=== Your instructions ===
Copy each line below in which the string "shirt" appears.
▼
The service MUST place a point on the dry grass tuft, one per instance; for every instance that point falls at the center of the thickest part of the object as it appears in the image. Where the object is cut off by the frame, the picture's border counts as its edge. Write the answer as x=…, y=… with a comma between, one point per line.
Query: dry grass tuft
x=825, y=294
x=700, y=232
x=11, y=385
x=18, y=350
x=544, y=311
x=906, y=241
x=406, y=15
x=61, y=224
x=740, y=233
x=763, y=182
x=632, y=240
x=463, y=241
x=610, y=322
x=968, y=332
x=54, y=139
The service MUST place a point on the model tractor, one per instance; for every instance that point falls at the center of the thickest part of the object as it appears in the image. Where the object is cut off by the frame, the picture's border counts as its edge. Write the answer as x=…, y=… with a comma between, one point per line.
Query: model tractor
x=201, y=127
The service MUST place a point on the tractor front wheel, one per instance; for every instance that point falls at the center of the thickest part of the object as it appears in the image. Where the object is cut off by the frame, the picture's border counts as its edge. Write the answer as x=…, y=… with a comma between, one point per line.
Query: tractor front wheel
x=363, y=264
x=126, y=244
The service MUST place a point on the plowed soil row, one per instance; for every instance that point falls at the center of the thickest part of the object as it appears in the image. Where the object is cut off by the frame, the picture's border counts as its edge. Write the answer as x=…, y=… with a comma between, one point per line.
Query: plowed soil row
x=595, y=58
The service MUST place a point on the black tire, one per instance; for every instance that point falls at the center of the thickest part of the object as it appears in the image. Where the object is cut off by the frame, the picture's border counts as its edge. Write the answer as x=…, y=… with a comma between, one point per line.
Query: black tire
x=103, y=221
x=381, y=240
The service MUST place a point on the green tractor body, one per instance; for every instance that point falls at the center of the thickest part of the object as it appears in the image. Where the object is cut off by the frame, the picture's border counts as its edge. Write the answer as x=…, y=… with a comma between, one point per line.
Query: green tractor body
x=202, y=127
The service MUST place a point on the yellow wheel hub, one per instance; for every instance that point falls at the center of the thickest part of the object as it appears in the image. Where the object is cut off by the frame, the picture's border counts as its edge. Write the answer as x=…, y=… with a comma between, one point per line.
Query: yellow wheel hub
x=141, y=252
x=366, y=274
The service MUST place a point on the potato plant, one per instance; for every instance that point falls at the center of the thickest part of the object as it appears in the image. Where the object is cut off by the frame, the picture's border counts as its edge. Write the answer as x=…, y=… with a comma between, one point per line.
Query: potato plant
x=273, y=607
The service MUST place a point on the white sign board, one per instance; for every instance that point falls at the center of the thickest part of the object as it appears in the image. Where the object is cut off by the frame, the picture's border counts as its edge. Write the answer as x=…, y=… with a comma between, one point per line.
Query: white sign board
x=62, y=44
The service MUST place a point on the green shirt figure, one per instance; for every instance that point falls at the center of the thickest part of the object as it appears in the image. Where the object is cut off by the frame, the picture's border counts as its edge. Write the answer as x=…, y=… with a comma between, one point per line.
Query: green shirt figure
▲
=== Answer to the exercise ===
The service MUST place a point on the green shirt figure, one per instance; for every instance that point falls at the center of the thickest part of the object as it appears in the image. Where the object is cut off by the frame, the picture's border counts as its edge. Write the answer as x=…, y=… with a comma between, one point per line.
Query: green shirt figure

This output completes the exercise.